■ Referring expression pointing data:
************

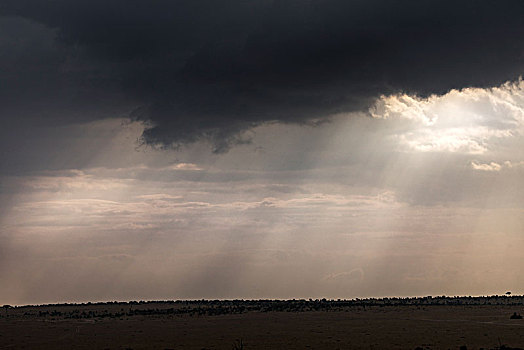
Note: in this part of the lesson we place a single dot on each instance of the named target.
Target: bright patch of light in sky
(424, 198)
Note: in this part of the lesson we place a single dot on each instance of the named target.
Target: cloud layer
(202, 69)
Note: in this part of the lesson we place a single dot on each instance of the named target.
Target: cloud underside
(197, 70)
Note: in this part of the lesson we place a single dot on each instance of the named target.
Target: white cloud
(471, 121)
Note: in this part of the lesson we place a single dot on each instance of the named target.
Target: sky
(260, 149)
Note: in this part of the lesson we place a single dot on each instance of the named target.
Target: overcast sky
(260, 149)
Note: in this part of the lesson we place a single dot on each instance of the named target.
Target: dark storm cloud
(208, 69)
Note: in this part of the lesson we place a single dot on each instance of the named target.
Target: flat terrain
(261, 325)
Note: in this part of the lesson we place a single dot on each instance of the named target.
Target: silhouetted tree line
(222, 307)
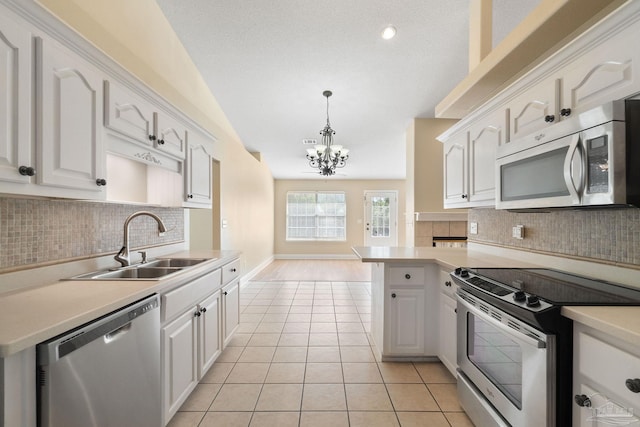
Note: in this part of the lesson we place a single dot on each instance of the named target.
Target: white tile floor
(302, 357)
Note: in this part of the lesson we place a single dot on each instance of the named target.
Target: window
(316, 216)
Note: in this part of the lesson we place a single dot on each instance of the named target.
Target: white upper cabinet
(608, 72)
(16, 145)
(199, 174)
(69, 107)
(170, 135)
(534, 110)
(128, 114)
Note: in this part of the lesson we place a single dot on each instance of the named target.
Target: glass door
(381, 225)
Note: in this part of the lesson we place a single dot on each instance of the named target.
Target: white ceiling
(268, 62)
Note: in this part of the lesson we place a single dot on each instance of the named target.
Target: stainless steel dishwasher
(105, 373)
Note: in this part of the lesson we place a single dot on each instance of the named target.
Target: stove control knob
(533, 301)
(519, 296)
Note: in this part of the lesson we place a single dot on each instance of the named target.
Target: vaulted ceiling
(267, 64)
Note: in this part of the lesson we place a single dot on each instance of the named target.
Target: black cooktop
(555, 287)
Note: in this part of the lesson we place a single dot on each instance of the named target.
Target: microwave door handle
(569, 172)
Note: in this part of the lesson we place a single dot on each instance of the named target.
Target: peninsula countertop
(621, 322)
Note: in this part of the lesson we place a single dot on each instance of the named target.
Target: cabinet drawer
(406, 276)
(230, 271)
(608, 367)
(178, 300)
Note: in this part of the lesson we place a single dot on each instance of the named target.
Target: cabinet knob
(583, 400)
(26, 170)
(633, 385)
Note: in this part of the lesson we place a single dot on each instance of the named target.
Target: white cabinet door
(171, 135)
(534, 110)
(455, 171)
(128, 114)
(209, 340)
(70, 127)
(406, 326)
(16, 144)
(179, 341)
(484, 139)
(608, 72)
(199, 174)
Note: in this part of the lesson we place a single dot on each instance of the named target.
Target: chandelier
(326, 157)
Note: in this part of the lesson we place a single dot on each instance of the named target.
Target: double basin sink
(152, 270)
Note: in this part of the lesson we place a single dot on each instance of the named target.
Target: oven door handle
(523, 338)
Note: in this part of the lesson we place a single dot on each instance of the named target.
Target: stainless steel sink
(152, 270)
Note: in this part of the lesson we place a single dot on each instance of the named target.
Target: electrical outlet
(473, 228)
(517, 232)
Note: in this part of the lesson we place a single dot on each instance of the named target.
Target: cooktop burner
(536, 295)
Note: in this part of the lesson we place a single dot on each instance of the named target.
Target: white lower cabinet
(447, 347)
(404, 308)
(606, 370)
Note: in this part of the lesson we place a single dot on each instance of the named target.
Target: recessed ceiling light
(389, 32)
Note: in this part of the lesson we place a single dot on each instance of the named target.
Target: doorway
(381, 218)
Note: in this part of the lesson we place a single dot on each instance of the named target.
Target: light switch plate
(517, 232)
(473, 228)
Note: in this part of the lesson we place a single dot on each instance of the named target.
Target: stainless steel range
(514, 346)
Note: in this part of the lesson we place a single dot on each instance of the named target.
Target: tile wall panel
(34, 231)
(609, 235)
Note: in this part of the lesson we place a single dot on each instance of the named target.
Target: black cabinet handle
(26, 171)
(583, 400)
(633, 385)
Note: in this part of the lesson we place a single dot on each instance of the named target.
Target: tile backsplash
(608, 235)
(36, 232)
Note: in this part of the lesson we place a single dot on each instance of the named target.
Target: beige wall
(137, 36)
(354, 190)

************

■ Problem to solve: Restate the entries above word for word, keeping pictures out of the copy.

■ Your response:
Note: in this part of the lesson we place a single dot on each instance of the named target.
Target: bright patch of light in sky
(424, 198)
Note: in this part of the lesson we place a single dot on each instance of the named target.
Target: cloud layer
(202, 69)
Note: in this part of the lesson we place a single dot on each instance of the named target.
Target: cloud underside
(197, 70)
Note: in this part of the lesson we place a single dot on each instance of the named target.
Target: white cloud
(471, 121)
Note: in this part of the lesson we place a single dot on each instance of the named target.
Target: sky
(260, 149)
Note: in this part of the lesson we place a single dot on each instance of the named target.
Target: overcast sky
(260, 149)
Note: in this part of the lesson we place a single dot on each instance of the named target.
Target: dark storm cloud
(208, 69)
Note: in this part of the lesson we place a single dot on each instance of the named target.
Target: flat terrain
(261, 325)
Note: in this part of the lesson we place a single dot on each instance of the named target.
Target: silhouetted tree line
(222, 307)
Note: in this part of the lesson we place a single dot on each instance of the named target.
Target: white tile floor
(302, 357)
Note: in this part of the lesson we place a single dot on each instance of the named target.
Target: window
(316, 216)
Note: in this part of the lesson we place a single dot on each instance of the named target.
Target: white upper cabinet
(608, 72)
(16, 145)
(199, 174)
(69, 107)
(170, 135)
(534, 110)
(128, 114)
Note: in this part of the lesson we place a single dot on each instance of the named target.
Target: glass door
(381, 225)
Note: in this part of the lesson we place a single dot on each instance of the named target.
Target: white ceiling
(268, 62)
Note: in this part of the lesson we place a single dot on each instance of the named target.
Target: stainless steel dishwasher
(105, 373)
Note: in this part of the lesson we place a single dot on each instance of the named target.
Target: stove control knob
(533, 301)
(519, 296)
Note: in this part of the lesson we place a single dot on each instance of the named target.
Target: vaulted ceiling
(267, 64)
Note: in this part of the lesson we place a single dot on each instance of the named target.
Target: black cooktop
(555, 287)
Note: in this part of the lesson we place a single dot on each instance of the named target.
Target: microwave door handle
(569, 172)
Note: in this part of the lesson we place a single dot on each instance of the named target.
Target: peninsula countertop
(621, 322)
Note: in this part of the lesson we place a single dot on each instance of the named target.
Target: cabinet drawer
(406, 276)
(230, 271)
(608, 367)
(178, 300)
Note: in this part of the lesson we place a single dot on each instance of the named target.
Target: cabinet knob
(583, 400)
(26, 170)
(633, 385)
Note: in this part of the lesson we place a single dot on each instance of the named target.
Target: white cabinet door
(171, 135)
(534, 110)
(455, 171)
(128, 114)
(209, 340)
(70, 127)
(406, 326)
(16, 144)
(179, 341)
(484, 139)
(608, 72)
(199, 174)
Note: in this part of the lesson we place a single dot on each instance of the named target.
Target: chandelier
(326, 157)
Note: in this part of the lesson we place a single dot on each instance of the named target.
Target: double basin sink
(152, 270)
Note: in this part of the lesson we place a single dot on each instance of the named target.
Target: oven door handle
(523, 338)
Note: in this part of the lesson we place a single dot on each instance of the named target.
Target: stainless steel sink
(152, 270)
Note: in this part of the lesson we place a single dot on each instance of the named target.
Target: electrical outlet
(473, 228)
(517, 232)
Note: in this part of the lesson we place a single dot on each instance of the named target.
Target: cooktop burner
(536, 295)
Note: in this part of the lesson we place a single dot on each instance of the named target.
Target: white lower cabinet
(447, 347)
(404, 308)
(606, 370)
Note: in this part of the lesson we place a single dot on each instance of the named target.
Target: recessed ceiling light
(389, 32)
Note: in this part of the lesson we place a single dot on each instance of the named target.
Target: doorway
(381, 218)
Note: in this part of the lesson we place a single dot on each instance of the named target.
Target: light switch plate
(517, 232)
(473, 228)
Note: in this part of the lesson we place a single dot on each instance of the named target.
Target: stainless steel range
(514, 346)
Note: in this part of the lesson we place a single dot on each instance of the named target.
Target: tile wall panel
(34, 231)
(609, 235)
Note: in this part of the lesson we place a single dot on each instance of the named target.
Target: black cabinet handle
(26, 171)
(583, 400)
(633, 385)
Note: in this part of the lesson we place a single dot on each instance of the named target.
Target: tile backsplash
(608, 235)
(36, 232)
Note: in this part of the lesson we place a single dot on each instance of the named target.
Target: beige wall
(137, 36)
(354, 190)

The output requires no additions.